▶ _Work to do_:
a. Pull out the passage of the UME::SIMD mask excerpt that runs from "UME::SIMD uses a" to "with these types.", copying it word for word.
b. Carry on the UME::SIMD mask excerpt from the point where it stops.

▶ _Extract provided_:
----

UME::SIMD uses a concept of data flow apart from the already well established control flow to steer the way the actual numerical values are being passed through the program. The data flow concept doeasn’t require any conditional statements. It rather uses a concept of an execution mask. Mask is a vector consisting of only boolean values. A ‘true’ value means that specific vector lanes should execute operation, while a ‘false’ value means that operation should be blocked, that is the result should not be written to the output.

The library exposes a category of types named SIMDVecMask for date-flow control. We will now go through basic operations that are allowed with these types.

Mask initialization using scalars

A basic declaration of looks similar to a vector declaration:


// Broadcast single scalar value
UME::SIMD::SIMDVecMask<4> mask0(true);

// Initialize using scalars
UME::SIMD::SIMDVecMask<4> mask1(true, false, false, true);
...

----

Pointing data
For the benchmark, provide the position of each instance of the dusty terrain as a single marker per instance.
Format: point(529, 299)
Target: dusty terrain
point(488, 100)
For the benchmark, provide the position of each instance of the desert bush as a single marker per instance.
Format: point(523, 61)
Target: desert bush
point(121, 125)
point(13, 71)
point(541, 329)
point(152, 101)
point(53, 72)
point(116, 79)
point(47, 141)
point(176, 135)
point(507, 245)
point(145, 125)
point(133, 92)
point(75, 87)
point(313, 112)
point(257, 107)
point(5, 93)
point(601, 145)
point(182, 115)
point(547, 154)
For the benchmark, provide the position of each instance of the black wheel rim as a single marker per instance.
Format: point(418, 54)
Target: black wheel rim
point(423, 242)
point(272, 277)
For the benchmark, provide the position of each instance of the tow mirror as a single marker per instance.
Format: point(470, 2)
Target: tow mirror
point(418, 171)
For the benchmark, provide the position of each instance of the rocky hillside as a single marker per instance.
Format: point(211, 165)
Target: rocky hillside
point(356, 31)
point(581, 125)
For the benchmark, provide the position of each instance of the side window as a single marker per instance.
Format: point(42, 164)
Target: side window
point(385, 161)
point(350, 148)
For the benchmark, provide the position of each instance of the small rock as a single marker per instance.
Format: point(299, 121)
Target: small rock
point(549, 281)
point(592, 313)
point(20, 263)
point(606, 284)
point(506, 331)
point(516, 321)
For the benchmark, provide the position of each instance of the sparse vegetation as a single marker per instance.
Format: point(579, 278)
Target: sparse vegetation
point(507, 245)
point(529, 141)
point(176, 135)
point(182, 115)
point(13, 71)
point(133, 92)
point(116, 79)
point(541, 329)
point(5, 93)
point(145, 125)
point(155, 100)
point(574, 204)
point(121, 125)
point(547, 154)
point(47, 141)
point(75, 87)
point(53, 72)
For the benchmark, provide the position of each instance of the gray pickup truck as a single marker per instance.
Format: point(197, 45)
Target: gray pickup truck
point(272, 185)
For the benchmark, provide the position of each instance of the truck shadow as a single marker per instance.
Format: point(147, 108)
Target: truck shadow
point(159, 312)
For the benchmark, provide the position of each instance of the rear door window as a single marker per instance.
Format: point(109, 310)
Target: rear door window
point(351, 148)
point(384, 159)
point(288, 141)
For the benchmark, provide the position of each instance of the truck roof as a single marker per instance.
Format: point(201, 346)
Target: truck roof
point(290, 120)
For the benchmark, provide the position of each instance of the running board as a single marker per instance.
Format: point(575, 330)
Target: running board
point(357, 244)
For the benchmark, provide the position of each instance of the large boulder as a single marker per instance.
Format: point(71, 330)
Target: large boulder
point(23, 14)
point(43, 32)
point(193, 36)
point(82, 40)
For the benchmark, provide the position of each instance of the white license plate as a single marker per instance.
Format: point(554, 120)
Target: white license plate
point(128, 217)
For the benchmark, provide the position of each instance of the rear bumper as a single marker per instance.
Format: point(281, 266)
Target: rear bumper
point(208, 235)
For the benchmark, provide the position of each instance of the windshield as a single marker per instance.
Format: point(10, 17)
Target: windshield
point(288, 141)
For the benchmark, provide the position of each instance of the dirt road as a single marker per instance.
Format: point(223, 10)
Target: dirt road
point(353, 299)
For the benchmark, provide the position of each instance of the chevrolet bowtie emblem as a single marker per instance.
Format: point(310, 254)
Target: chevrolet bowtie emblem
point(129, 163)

----

▶ _Answers provided_:
a.
UME::SIMD uses a concept of data flow apart from the already well established control flow to steer the way the actual numerical values are being passed through the program. The data flow concept doeasn’t require any conditional statements. It rather uses a concept of an execution mask. Mask is a vector consisting of only boolean values. A ‘true’ value means that specific vector lanes should execute operation, while a ‘false’ value means that operation should be blocked, that is the result should not be written to the output.

The library exposes a category of types named SIMDVecMask for date-flow control. We will now go through basic operations that are allowed with these types.

b.
bool maskValues[4] = {true, false, false, true};
// Initialize using an array
UME::SIMD::SIMDVecMask<4> mask2(&maskValues[0]);

Mask initialization using predicate operations

A mask can be also obtained using one of the predicate operations applied on arithmetic vectors:


UME::SIMD::SIMDVec<float, 8> vec1, vec2;

// 'CoMPare EQual'
UME::SIMD::SIMDVecMask<8> m0=vec1.cmpeq(vec2); // or 'm0=vec1==vec2'
// 'CoMPare Not EQual'
UME::SIMD::SIMDVecMask<8> m1=vec1.cmpneq(vec2); // or 'm1=vec1!=vec2'
// 'CoMPare Greater Than'
UME::SIMD::SIMDVecMask<8> m2=vec1.cmpgt(vec2); // or 'm2=vec1>vec2'
// 'CoMPare Greater than or Equal'
UME::SIMD::SIMDVecMask<8> m3=vec1.cmpge(vec2); // or 'm3=vec1>=vec2'
// 'CoMPare Less Than'
UME::SIMD::SIMDVecMask<8> m4=vec1.cmplt(vec2); // or 'm4=vec1<vec2'
// 'CoMPare Less than or Equal'
UME::SIMD::SIMDVecMask<8> m5=vec1.cmple(vec2); // or 'm5=vec1<=vec2'

For each predicate a specific comparison operation is applied in an elementwise manner for elements of vectors vec1 and vec2.

Mask arithmetics

Masks can be also operated bit there are slightly different operations than for arithmetic vectors. This is due to the fact, that for portability reasons. It is not possible to mix arithmetic vectors, and masks, except for few special situations. Code below shows most of the operations allowed on masks, and their interaction with arithmetic types:


// Some vertical operations:
UME::SIMD::SIMDVecMask<8> m0, m1, m2;
....
m0 = m1.land(m2);
m0 = m1 && m2;    // the same as above
m0 = m1.lor(m2);
m0 = m1 || m2;    // the same as above
m0 = m1.lxor(m2);
m0 = m1 ^ m2;     // the same as above
m0 = m1.landnot(m2); // equivalent to: !m1 && m2

// Also some horizontal (reduction) operations
bool b0;
...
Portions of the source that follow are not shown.